-------- GIVEN DATA

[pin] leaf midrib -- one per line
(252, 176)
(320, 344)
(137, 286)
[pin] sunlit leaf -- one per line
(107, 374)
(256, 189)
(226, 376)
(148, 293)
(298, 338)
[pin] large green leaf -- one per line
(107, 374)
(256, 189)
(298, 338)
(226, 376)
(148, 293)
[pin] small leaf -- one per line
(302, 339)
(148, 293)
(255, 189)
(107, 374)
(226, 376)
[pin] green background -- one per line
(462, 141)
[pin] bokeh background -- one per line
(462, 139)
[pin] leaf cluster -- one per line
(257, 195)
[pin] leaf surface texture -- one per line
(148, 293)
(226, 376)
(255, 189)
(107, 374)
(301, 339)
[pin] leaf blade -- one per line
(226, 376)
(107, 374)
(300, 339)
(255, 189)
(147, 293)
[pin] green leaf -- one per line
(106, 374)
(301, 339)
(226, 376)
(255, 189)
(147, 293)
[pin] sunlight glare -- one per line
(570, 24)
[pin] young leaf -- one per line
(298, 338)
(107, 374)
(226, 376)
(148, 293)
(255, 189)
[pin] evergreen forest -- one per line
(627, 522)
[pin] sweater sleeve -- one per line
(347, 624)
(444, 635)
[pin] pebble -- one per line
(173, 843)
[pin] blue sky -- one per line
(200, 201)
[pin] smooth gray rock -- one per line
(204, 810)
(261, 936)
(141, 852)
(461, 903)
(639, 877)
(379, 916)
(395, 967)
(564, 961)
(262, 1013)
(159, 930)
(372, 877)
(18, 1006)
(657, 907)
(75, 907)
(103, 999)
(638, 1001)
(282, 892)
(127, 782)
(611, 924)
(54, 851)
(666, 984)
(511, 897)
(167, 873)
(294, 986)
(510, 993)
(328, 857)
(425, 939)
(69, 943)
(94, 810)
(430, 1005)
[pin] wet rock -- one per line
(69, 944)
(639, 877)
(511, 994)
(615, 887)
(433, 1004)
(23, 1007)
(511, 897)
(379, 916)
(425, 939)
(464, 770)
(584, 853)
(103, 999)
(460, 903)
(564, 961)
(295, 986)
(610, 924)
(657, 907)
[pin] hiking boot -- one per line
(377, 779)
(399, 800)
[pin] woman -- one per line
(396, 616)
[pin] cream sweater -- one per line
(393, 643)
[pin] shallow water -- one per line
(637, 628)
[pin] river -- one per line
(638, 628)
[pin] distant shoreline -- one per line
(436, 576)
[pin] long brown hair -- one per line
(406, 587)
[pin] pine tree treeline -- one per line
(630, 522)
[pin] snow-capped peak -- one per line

----------------

Copy out everything from the line containing "[pin] river -- one per line" down to the end of the rows, requests included, and shift every coordinate in the answers by adding 78 to each number.

▶ [ANSWER TO THE TASK]
[pin] river -- one per line
(716, 706)
[pin] distant shoreline -- one per line
(514, 654)
[pin] long brown hair -- one per line
(484, 665)
[pin] pine tree treeline -- one per line
(708, 600)
[pin] snow-capped peak -- one per line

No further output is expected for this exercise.